Write out exactly the lines below that run from the one containing "Note: pick out every instance of the green" through the one containing "Note: pick out every instance of the propeller", both included, with no other lines.

*** GIVEN ENTRIES ***

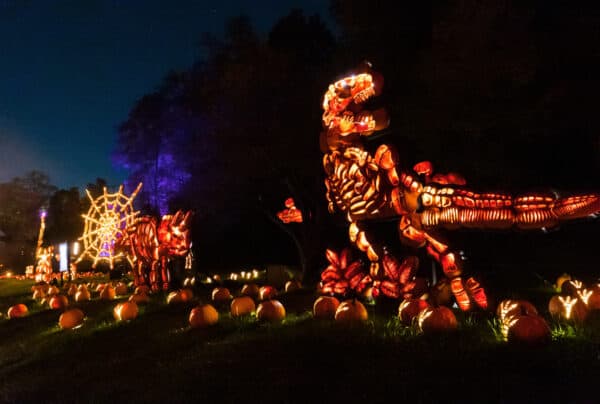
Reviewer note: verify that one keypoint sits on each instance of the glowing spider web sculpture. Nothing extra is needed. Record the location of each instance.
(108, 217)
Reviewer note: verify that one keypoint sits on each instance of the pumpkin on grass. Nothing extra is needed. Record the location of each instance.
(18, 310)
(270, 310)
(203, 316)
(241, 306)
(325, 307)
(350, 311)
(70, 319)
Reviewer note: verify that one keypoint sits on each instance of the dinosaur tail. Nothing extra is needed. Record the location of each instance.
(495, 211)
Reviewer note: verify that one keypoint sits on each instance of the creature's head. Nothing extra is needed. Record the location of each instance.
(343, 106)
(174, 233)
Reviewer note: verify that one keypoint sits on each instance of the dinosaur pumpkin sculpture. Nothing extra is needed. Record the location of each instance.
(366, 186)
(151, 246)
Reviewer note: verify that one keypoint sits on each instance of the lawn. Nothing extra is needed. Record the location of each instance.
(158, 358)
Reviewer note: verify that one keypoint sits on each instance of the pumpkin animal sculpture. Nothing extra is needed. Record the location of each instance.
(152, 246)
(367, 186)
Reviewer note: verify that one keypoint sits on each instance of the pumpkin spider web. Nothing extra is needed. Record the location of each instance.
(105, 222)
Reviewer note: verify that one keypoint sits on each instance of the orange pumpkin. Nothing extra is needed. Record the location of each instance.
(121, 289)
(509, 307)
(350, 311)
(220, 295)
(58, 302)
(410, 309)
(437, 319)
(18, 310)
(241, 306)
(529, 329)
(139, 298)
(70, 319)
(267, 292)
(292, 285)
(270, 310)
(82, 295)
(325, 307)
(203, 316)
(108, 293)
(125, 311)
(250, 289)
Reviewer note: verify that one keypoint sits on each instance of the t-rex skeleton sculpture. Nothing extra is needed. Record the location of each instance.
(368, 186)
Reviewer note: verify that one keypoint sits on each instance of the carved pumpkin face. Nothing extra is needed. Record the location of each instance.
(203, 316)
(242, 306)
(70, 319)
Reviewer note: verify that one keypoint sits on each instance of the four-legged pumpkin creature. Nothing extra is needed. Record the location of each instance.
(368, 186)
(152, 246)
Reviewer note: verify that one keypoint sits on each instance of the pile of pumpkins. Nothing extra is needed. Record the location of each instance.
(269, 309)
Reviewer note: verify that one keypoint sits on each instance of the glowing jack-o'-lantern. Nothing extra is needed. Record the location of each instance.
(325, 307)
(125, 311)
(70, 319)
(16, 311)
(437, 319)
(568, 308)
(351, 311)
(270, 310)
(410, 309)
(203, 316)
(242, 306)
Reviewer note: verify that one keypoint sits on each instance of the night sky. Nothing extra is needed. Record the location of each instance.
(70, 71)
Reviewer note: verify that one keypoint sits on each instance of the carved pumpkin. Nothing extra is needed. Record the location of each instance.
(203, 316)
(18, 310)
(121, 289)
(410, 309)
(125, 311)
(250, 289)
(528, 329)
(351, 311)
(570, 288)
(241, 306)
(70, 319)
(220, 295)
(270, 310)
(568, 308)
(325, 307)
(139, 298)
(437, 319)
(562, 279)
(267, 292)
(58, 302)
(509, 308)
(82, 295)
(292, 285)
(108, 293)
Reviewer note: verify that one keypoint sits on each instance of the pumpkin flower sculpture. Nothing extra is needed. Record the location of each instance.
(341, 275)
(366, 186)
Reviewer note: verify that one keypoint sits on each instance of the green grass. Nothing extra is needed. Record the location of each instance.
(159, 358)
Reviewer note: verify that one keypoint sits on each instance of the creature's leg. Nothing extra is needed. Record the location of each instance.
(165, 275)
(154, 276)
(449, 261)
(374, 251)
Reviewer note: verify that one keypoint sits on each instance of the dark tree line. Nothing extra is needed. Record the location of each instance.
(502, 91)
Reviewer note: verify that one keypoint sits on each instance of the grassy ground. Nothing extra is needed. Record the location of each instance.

*** End of GIVEN ENTRIES ***
*** GIVEN ENTRIES ***

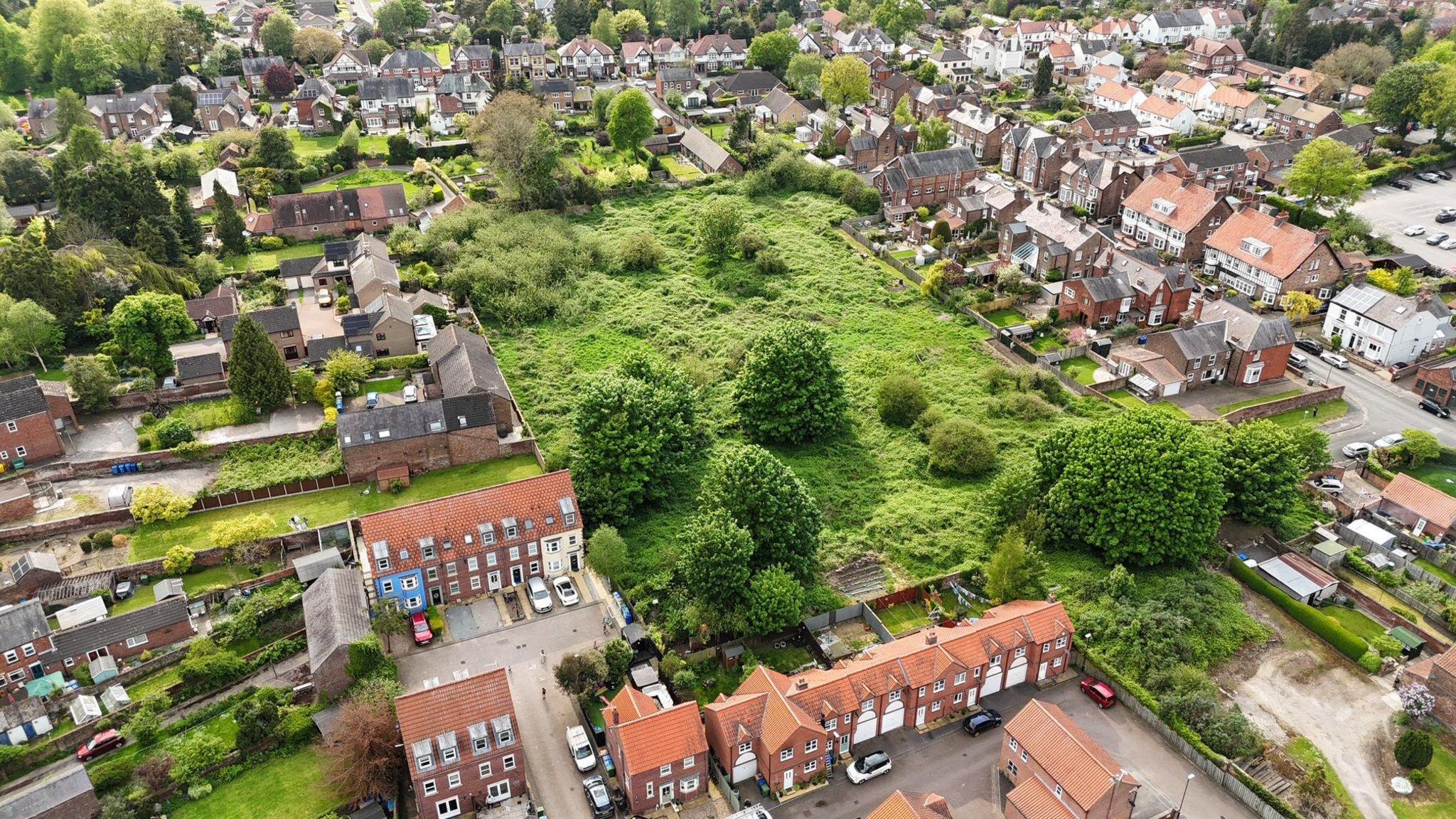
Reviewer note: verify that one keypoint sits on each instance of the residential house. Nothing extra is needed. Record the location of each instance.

*** End of GIVEN ENTRIES ***
*** GIVEN ENTRIES ***

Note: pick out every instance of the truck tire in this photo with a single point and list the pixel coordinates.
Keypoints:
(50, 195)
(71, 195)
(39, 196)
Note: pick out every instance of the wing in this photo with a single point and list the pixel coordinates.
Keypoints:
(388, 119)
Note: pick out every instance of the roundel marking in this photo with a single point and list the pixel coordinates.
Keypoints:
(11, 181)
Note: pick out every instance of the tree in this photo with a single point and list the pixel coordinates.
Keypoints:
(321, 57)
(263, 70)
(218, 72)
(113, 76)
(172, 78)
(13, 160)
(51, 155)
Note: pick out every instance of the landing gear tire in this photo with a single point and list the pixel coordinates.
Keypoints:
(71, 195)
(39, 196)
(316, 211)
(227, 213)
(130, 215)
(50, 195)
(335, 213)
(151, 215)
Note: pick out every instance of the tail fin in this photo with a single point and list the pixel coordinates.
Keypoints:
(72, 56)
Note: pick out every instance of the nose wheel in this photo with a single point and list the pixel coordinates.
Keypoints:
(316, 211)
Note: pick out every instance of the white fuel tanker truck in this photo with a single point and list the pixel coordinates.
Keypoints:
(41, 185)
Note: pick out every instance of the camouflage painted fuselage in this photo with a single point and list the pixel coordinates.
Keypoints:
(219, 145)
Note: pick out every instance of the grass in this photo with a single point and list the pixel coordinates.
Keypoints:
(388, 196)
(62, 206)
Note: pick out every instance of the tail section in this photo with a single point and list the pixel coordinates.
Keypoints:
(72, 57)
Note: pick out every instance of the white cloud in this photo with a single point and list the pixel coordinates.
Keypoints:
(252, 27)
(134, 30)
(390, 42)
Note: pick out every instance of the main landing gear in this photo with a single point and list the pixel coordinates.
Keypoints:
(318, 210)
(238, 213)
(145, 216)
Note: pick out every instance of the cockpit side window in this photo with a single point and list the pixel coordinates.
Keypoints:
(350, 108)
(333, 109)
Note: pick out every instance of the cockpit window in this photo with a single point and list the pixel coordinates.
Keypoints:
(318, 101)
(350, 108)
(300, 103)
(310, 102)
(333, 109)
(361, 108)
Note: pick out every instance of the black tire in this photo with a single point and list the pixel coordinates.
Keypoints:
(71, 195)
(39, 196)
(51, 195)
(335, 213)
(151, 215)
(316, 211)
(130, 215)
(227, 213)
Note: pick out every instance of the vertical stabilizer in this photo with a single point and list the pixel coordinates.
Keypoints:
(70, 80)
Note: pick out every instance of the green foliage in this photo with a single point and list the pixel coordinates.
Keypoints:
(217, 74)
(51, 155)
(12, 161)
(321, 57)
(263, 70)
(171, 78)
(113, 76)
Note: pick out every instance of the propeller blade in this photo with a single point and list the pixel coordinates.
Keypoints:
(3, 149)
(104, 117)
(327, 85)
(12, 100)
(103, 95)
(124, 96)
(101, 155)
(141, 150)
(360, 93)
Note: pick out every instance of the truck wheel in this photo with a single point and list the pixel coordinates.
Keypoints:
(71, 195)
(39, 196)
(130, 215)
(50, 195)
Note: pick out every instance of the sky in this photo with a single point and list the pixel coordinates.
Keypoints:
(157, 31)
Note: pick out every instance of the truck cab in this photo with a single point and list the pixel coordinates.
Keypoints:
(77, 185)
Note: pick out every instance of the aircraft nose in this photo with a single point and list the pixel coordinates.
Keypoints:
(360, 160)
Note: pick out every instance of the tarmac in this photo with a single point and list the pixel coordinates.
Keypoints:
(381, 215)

*** End of GIVEN ENTRIES ***

> **YOUR RESPONSE**
Note: pick out every instance of the green foliage in this photo with a single point and list the pixel coordinates.
Keypoints:
(217, 74)
(51, 155)
(12, 161)
(321, 57)
(263, 70)
(171, 78)
(113, 76)
Note: pick out every instance of the propeller blade in this photo with a single point and list the pixel coordinates.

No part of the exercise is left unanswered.